Count only the lines of the records that hold "tall", then give the number without any other words.

▬▬▬

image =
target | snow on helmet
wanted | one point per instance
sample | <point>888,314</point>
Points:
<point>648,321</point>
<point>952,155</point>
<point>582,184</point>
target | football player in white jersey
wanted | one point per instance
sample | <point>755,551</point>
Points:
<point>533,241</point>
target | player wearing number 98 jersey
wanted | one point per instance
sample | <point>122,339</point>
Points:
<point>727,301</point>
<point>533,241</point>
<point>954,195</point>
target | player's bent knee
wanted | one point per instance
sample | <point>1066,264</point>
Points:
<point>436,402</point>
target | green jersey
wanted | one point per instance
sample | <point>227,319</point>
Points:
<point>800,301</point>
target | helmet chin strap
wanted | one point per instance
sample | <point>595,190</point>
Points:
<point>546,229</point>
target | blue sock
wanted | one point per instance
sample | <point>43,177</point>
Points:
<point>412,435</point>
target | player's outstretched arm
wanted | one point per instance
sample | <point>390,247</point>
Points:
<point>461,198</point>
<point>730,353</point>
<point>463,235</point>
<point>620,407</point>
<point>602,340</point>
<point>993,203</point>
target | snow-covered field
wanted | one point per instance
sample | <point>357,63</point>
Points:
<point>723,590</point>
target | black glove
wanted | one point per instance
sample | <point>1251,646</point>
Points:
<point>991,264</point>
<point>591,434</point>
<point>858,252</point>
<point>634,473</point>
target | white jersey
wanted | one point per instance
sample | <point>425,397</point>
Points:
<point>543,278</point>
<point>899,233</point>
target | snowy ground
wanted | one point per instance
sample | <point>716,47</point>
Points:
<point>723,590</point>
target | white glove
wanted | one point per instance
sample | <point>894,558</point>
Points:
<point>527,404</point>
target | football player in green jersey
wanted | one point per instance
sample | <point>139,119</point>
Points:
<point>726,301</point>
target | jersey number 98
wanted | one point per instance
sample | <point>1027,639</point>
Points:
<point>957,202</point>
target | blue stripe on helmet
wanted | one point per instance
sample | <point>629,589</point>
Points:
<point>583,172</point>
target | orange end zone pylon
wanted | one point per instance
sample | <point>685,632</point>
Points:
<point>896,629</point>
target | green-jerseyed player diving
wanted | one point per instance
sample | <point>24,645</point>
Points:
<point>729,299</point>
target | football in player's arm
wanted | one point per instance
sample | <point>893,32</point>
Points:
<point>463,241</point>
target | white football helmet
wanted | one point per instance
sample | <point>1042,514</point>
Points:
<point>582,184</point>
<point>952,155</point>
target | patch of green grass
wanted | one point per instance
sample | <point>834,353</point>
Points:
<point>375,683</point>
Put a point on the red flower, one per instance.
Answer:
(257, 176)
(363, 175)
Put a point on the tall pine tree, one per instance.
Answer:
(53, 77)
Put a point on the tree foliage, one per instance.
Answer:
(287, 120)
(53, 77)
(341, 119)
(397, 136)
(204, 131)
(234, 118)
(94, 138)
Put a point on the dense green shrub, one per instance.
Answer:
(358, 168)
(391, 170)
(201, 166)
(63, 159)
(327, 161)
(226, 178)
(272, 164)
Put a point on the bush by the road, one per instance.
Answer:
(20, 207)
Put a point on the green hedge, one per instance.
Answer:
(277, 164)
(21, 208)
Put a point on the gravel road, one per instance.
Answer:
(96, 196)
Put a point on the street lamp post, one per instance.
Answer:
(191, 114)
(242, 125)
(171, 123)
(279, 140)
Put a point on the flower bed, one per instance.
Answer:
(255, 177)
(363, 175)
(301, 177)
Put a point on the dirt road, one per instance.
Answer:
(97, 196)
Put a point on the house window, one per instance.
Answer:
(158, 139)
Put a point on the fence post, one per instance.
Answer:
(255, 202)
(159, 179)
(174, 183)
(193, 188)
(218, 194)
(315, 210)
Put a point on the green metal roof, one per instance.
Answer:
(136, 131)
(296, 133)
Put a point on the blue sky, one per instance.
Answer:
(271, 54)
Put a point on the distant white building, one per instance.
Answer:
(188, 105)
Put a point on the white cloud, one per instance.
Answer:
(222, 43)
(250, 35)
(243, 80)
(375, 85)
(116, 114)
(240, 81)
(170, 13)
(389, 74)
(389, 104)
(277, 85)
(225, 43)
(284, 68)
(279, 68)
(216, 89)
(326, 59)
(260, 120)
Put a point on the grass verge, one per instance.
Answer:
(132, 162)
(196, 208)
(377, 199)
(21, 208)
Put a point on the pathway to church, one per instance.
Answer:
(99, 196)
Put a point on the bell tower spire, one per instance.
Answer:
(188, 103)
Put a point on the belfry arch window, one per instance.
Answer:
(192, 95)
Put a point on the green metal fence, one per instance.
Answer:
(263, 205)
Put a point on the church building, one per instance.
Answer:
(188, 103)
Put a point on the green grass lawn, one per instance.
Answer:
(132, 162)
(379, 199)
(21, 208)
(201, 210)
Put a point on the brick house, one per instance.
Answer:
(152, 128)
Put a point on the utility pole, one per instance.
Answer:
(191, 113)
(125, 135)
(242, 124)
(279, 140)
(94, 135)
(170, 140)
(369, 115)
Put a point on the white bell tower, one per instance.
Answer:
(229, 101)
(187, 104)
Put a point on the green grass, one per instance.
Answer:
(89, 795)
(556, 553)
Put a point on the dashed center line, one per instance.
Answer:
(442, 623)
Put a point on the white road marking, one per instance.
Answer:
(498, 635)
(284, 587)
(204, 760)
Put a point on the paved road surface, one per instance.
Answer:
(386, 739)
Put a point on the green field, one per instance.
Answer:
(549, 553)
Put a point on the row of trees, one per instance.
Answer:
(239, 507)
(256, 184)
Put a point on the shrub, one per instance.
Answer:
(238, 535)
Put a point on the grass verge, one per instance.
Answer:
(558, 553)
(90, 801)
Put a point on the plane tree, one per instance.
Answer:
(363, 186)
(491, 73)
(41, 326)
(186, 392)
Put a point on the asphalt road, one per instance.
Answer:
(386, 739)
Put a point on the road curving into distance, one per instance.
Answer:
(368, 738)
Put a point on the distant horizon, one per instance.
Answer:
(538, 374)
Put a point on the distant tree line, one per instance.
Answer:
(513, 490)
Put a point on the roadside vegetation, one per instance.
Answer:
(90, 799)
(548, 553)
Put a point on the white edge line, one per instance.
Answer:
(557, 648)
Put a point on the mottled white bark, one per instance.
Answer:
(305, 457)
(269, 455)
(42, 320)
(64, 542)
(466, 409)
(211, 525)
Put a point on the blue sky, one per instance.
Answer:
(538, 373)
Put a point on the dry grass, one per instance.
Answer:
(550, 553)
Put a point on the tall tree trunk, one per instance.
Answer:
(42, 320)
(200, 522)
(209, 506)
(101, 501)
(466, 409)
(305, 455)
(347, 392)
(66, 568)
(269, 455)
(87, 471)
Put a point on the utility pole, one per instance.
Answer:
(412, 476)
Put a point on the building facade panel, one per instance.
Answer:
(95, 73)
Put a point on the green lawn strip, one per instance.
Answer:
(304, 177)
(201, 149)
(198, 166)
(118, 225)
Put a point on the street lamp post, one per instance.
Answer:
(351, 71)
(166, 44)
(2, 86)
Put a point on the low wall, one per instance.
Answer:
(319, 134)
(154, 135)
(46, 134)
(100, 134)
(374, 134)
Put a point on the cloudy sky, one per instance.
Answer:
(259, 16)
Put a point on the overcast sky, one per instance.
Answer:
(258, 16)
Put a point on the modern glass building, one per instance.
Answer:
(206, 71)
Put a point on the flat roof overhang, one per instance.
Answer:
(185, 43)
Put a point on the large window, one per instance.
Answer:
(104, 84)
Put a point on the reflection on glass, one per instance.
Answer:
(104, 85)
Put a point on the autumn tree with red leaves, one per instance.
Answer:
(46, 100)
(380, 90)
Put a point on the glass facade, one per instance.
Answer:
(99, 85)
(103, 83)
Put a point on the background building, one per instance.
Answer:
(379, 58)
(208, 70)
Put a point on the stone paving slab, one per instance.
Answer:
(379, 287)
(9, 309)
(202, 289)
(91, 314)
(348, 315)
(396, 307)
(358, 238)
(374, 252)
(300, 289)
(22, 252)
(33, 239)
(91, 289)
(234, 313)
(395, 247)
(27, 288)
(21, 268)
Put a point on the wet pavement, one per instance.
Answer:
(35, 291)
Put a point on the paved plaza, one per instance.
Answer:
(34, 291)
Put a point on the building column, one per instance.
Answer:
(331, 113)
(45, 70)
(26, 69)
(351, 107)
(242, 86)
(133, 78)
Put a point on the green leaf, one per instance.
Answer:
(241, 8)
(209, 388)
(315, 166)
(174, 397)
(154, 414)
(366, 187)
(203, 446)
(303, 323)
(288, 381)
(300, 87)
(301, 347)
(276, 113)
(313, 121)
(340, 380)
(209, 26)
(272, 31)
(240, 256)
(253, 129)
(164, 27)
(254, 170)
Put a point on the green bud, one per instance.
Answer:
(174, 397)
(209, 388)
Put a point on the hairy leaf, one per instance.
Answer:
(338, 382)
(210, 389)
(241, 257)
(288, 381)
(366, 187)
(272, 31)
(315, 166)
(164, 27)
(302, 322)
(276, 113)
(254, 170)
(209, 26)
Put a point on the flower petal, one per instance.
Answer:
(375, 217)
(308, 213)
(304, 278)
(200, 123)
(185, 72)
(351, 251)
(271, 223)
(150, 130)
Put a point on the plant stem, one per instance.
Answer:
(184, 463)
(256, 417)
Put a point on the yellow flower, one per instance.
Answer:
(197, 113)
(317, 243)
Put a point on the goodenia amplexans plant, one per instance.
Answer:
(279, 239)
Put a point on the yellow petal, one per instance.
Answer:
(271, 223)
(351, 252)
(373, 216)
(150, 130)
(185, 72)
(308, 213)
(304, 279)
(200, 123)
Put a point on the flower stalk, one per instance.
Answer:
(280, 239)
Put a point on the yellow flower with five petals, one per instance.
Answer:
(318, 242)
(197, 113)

▬▬▬

ANSWER AREA:
2